**Work order:**
From the line containing "the shrub, each" to the end of the listing, copy each line exactly and leave out all others.

**Data:**
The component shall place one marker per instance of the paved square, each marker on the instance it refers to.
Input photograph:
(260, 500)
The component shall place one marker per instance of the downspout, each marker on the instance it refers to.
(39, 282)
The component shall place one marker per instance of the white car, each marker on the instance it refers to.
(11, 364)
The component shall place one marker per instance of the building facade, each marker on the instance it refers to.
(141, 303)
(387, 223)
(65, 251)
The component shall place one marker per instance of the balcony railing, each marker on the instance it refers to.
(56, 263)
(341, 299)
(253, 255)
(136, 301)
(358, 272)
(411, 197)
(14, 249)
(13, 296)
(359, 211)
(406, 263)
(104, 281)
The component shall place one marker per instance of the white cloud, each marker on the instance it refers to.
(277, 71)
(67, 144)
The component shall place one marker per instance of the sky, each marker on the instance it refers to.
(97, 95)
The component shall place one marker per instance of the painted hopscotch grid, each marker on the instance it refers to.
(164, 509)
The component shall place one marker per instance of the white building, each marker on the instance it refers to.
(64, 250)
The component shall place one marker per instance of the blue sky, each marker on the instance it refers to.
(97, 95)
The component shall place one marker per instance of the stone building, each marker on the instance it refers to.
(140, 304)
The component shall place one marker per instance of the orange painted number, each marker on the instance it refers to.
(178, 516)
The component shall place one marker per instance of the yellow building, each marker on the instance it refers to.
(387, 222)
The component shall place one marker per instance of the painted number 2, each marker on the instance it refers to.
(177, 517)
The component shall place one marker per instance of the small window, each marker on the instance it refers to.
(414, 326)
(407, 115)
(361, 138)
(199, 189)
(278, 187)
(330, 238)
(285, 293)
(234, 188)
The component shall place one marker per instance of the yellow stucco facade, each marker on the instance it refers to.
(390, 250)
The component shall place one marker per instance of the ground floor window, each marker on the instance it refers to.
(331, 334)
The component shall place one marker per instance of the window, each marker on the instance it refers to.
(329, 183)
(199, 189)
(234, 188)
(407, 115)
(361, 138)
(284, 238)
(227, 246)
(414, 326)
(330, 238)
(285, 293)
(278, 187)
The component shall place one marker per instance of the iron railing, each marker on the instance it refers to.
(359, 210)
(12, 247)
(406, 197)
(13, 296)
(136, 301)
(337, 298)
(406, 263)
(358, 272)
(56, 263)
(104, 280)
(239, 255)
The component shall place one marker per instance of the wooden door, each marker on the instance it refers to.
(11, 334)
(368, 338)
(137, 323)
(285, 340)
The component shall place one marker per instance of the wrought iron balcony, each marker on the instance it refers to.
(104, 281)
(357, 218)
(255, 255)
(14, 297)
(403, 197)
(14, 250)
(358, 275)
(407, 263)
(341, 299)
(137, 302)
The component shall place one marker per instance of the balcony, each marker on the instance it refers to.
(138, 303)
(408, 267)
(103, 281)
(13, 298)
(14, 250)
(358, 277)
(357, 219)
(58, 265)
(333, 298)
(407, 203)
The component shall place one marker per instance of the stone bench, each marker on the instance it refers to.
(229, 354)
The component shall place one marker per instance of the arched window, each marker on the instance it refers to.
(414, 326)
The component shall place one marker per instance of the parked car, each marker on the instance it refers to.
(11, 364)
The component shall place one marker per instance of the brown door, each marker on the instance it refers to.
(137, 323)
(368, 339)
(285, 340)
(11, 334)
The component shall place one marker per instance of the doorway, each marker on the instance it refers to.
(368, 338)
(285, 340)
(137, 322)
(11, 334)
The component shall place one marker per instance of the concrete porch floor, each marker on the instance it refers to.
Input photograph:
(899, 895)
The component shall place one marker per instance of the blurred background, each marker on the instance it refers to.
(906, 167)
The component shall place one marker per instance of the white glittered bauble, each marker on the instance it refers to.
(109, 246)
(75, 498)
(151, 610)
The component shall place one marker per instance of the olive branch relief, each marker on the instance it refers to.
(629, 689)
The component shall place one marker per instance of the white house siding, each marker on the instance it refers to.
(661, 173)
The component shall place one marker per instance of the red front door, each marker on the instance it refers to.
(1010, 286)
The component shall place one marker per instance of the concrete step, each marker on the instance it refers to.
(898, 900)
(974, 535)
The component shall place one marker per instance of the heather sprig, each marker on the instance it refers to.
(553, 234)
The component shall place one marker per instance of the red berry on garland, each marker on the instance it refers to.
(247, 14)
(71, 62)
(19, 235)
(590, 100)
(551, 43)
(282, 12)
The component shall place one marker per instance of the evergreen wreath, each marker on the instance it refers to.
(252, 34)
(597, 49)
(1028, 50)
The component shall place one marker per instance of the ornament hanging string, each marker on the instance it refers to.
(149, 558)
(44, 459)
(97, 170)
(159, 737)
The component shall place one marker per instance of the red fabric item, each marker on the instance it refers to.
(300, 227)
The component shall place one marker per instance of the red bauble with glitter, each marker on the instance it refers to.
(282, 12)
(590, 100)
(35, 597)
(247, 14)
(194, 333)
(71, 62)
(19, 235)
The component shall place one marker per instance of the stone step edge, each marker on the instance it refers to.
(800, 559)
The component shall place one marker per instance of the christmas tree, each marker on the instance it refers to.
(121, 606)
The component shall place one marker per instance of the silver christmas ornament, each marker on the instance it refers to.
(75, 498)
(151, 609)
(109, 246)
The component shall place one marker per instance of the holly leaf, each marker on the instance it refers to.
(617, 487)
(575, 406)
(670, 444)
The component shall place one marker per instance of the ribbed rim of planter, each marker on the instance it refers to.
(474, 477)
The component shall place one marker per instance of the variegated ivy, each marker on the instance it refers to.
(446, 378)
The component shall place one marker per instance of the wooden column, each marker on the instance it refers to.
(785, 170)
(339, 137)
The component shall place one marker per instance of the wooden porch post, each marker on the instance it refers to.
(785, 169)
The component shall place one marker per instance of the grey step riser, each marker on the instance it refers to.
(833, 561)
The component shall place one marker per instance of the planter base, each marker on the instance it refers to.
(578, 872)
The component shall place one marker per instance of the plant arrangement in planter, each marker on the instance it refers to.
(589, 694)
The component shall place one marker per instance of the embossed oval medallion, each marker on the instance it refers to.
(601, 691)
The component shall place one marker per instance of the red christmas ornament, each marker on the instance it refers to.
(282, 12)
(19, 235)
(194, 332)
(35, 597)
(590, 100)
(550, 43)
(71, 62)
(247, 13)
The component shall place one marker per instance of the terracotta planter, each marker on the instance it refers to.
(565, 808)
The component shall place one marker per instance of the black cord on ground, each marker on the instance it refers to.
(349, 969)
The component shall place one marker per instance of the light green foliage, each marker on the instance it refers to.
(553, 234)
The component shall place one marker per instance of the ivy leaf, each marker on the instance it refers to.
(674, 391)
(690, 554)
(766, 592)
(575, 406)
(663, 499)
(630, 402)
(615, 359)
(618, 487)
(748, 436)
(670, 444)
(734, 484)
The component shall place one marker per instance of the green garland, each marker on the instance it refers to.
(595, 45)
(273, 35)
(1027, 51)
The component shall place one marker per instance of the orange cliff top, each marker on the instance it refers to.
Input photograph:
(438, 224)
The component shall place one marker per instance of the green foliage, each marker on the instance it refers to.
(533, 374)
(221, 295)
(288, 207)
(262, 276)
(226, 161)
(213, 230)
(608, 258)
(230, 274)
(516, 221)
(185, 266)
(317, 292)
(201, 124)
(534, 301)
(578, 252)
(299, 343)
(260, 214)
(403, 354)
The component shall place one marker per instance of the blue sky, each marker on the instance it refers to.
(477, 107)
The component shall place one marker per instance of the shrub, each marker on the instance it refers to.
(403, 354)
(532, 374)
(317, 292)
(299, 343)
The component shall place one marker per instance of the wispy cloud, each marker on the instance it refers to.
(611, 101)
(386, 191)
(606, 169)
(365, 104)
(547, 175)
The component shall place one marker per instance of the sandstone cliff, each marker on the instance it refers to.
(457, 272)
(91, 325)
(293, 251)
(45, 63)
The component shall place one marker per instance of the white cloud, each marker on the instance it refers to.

**Exercise output:**
The component shall place one marker per instance of the shrub, each marker on the instance it refers to.
(403, 354)
(532, 374)
(317, 292)
(299, 343)
The component shall place one marker per instance of the wispy cloud, each marker on the instance it refers to.
(611, 101)
(386, 191)
(606, 169)
(365, 104)
(547, 175)
The component shall place one marker per instance of the sandstone cliff, each marker on the instance it refers to.
(457, 272)
(91, 325)
(293, 251)
(45, 63)
The component shall place one marker per instance of the white cloud, each marker on the instance it refers to.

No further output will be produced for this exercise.